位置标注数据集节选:
***
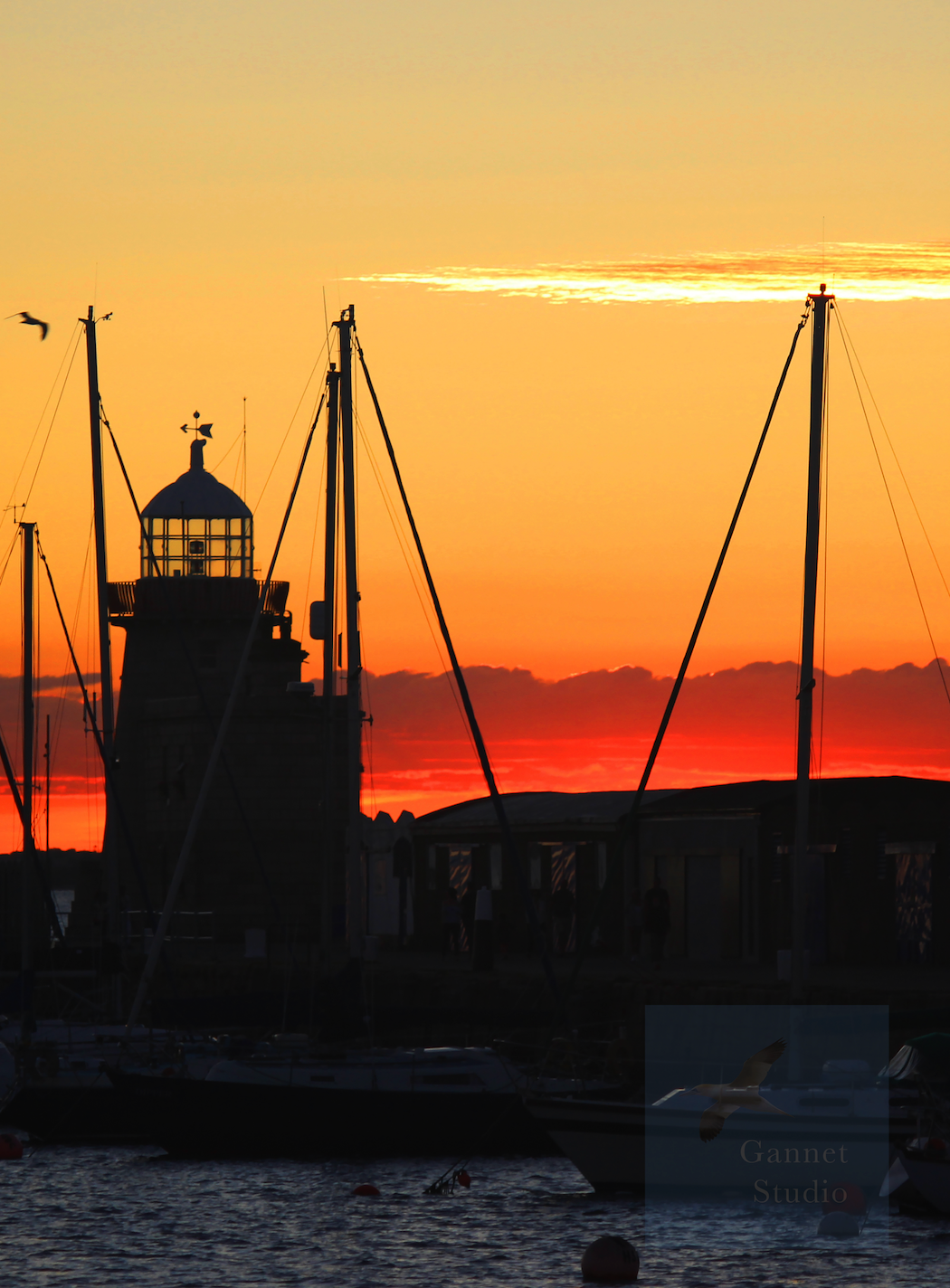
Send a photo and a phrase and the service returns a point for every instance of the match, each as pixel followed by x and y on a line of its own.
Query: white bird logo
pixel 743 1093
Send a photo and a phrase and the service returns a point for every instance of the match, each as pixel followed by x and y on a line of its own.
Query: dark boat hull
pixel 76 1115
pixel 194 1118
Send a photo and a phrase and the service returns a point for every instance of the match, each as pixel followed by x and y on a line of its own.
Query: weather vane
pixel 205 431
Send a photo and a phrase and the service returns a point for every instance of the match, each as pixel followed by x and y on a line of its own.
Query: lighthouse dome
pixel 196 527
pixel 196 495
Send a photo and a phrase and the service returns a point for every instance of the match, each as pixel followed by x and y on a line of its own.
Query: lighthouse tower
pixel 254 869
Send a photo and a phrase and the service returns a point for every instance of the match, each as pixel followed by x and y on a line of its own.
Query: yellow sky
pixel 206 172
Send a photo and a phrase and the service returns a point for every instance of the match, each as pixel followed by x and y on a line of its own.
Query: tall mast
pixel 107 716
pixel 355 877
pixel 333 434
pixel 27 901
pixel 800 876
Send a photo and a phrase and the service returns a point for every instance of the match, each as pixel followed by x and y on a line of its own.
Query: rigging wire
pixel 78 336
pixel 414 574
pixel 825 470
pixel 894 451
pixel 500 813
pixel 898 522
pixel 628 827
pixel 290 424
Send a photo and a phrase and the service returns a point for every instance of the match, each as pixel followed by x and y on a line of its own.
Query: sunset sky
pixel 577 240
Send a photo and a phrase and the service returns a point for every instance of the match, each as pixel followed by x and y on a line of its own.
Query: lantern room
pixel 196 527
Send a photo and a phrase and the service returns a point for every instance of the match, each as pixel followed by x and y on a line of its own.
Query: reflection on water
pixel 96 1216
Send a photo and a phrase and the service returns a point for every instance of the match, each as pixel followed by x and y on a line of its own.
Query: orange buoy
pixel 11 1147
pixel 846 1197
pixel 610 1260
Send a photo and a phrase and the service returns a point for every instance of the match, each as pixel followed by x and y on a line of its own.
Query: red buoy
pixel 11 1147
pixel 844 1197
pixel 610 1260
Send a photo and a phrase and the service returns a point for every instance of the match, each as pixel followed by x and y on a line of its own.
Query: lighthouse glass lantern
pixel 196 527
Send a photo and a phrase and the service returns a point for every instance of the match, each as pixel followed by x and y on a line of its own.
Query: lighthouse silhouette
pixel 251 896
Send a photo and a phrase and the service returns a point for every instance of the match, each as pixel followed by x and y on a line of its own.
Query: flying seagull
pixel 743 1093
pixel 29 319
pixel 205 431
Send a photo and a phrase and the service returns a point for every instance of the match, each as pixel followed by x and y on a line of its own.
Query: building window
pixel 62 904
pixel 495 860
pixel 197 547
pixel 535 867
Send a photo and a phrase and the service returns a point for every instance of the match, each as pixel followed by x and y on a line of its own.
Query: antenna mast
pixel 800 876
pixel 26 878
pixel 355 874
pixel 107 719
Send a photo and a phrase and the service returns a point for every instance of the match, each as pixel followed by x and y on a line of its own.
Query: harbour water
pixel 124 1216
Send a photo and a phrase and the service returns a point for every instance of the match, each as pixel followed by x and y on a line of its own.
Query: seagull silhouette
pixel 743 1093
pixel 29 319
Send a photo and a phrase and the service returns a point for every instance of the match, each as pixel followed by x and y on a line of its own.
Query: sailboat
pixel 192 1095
***
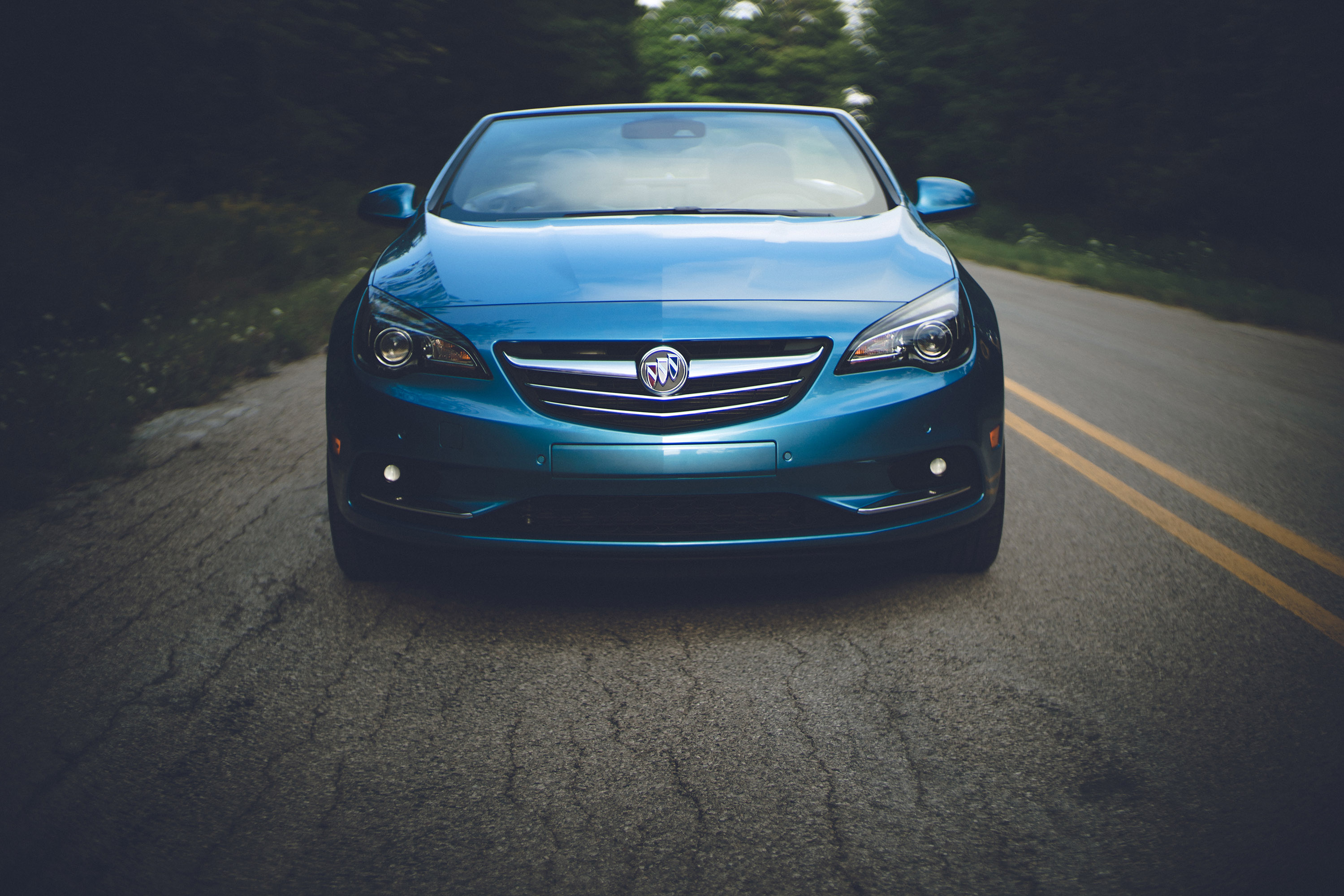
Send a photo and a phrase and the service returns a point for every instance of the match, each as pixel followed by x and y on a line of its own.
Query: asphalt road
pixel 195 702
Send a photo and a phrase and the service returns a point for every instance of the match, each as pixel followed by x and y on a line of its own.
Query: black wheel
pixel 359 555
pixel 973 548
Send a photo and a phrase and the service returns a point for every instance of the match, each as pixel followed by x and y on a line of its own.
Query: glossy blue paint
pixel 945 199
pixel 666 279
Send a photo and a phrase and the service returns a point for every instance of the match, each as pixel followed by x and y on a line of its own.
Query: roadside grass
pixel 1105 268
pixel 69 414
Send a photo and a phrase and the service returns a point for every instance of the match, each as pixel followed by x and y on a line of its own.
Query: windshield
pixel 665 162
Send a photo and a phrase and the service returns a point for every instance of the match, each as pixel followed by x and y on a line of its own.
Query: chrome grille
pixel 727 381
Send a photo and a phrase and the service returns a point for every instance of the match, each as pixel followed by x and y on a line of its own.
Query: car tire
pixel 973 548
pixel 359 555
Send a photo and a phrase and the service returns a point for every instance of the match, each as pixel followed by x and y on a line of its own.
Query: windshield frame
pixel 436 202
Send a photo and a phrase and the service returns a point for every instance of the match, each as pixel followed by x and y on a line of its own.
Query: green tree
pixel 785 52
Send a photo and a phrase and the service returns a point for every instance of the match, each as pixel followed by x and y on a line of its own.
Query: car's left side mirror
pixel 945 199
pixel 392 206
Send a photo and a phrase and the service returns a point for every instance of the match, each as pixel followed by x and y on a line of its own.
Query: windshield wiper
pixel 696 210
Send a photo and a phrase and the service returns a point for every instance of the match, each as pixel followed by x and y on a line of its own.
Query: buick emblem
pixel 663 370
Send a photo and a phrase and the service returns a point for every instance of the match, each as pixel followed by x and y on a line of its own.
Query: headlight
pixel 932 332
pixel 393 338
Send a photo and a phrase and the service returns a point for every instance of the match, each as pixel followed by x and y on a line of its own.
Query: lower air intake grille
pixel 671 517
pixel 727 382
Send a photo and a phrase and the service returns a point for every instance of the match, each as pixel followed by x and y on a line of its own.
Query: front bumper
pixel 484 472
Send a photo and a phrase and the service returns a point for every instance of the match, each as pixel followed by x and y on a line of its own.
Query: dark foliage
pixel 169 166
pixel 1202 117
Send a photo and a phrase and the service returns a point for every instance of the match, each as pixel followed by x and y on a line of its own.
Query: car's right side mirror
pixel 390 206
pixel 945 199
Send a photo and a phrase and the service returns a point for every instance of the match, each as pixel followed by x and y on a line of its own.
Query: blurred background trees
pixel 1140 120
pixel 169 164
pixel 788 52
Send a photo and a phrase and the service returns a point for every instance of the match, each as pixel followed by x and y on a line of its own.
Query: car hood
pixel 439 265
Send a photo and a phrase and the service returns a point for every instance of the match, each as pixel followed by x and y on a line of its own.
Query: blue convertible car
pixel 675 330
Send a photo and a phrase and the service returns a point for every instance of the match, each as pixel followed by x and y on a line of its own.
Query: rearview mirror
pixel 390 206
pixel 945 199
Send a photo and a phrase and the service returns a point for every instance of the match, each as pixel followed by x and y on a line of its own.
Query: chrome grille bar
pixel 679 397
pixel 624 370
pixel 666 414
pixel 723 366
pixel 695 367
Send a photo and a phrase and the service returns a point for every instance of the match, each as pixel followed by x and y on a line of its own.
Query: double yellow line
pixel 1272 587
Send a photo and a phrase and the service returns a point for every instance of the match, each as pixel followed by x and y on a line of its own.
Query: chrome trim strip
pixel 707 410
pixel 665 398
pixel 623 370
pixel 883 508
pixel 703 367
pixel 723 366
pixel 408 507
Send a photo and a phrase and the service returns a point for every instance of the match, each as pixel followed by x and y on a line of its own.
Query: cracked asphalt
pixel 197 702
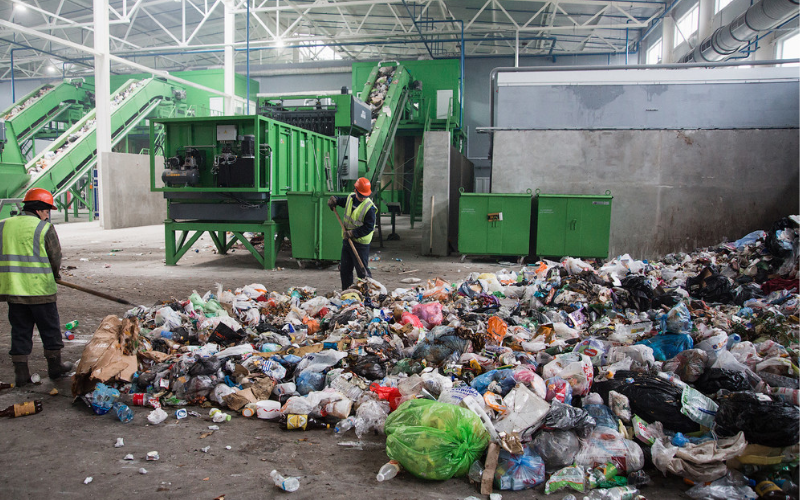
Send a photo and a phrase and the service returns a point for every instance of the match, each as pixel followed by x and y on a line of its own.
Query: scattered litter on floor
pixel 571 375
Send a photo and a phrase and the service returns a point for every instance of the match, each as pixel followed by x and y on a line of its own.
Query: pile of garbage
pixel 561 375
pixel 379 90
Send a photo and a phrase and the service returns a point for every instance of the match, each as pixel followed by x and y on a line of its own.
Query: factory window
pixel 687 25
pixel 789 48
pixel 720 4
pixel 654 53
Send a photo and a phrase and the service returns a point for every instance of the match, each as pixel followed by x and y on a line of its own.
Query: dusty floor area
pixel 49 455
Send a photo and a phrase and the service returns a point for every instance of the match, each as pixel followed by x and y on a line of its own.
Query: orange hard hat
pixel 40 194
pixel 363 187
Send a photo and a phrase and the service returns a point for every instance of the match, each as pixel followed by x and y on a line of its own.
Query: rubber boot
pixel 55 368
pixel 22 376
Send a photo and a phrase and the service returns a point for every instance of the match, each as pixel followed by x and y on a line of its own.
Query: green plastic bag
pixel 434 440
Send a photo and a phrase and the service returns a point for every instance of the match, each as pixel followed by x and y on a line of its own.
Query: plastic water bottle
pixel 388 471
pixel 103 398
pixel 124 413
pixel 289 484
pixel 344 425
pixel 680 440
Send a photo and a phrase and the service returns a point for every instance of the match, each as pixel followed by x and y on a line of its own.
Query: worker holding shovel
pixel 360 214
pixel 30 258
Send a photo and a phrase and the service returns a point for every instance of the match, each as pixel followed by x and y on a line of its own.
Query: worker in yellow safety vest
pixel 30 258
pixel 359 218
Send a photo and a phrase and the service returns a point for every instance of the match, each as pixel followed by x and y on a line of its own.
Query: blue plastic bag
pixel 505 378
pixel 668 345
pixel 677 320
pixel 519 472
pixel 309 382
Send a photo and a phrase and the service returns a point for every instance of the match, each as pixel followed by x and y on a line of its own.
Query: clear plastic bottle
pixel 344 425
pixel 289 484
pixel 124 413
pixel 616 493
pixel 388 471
***
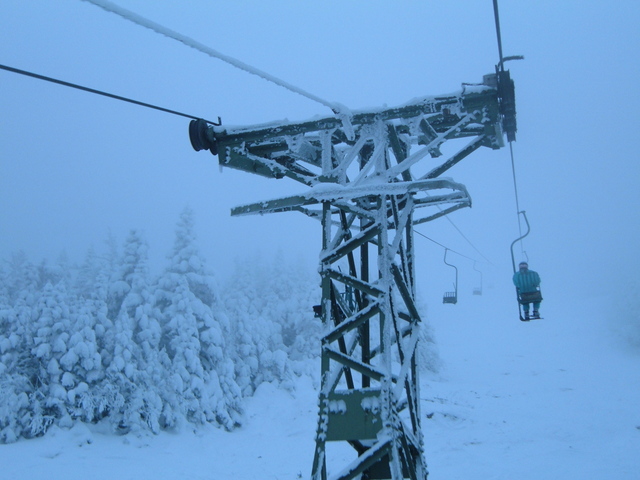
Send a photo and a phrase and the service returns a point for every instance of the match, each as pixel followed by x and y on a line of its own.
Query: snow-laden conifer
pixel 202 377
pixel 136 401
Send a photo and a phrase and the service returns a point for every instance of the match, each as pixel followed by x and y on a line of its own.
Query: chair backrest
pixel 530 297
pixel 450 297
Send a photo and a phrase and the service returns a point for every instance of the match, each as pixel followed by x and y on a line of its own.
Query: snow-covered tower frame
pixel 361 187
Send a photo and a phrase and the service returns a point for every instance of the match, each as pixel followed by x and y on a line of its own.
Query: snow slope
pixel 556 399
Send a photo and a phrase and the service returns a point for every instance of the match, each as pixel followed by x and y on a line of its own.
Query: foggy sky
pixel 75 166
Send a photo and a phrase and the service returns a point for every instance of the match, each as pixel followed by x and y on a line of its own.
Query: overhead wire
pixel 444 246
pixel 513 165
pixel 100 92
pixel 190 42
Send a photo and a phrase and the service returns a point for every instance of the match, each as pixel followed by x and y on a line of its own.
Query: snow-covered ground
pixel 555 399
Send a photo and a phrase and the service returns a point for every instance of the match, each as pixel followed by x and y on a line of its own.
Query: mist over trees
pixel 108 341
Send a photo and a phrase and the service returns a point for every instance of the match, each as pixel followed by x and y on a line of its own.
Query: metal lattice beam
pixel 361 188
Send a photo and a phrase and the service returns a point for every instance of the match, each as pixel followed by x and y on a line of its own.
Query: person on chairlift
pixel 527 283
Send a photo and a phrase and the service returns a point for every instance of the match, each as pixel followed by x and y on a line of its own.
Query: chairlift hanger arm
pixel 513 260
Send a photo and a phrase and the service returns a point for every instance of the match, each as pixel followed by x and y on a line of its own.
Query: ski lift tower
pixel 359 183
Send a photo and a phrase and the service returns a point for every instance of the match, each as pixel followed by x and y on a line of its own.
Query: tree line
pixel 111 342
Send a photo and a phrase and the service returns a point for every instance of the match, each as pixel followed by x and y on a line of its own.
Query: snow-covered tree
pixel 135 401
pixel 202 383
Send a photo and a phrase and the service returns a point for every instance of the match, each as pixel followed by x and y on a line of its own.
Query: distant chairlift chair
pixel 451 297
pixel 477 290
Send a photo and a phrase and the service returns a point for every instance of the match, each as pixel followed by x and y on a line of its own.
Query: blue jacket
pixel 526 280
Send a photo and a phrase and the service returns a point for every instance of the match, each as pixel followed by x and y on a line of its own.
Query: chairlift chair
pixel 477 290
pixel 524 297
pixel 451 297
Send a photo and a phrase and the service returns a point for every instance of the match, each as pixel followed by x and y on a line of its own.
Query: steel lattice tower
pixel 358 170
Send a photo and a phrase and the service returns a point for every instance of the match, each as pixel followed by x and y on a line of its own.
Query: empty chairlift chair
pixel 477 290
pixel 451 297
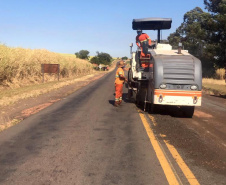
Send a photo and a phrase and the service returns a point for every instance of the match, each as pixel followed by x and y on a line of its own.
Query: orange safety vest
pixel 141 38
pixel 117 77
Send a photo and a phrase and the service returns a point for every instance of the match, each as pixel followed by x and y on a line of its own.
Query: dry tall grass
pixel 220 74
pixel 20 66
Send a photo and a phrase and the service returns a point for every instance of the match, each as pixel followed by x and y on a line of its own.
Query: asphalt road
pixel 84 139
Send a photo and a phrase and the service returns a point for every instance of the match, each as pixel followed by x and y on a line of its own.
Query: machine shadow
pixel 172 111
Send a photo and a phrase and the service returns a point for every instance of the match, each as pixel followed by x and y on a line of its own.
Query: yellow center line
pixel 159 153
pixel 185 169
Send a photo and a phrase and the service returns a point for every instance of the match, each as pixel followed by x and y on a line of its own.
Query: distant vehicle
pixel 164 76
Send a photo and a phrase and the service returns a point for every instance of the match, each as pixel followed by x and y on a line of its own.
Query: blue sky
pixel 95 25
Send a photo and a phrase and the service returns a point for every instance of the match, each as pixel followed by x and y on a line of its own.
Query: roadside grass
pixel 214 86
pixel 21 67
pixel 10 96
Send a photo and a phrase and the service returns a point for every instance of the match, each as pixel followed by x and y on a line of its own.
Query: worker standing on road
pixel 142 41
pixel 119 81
***
--- 任务简述 ---
把上面记录里所有含有字符串“windshield”的行都挑出来，一行一行照抄。

--- 问题解答 ---
Query: windshield
Query: windshield frame
Query: windshield wiper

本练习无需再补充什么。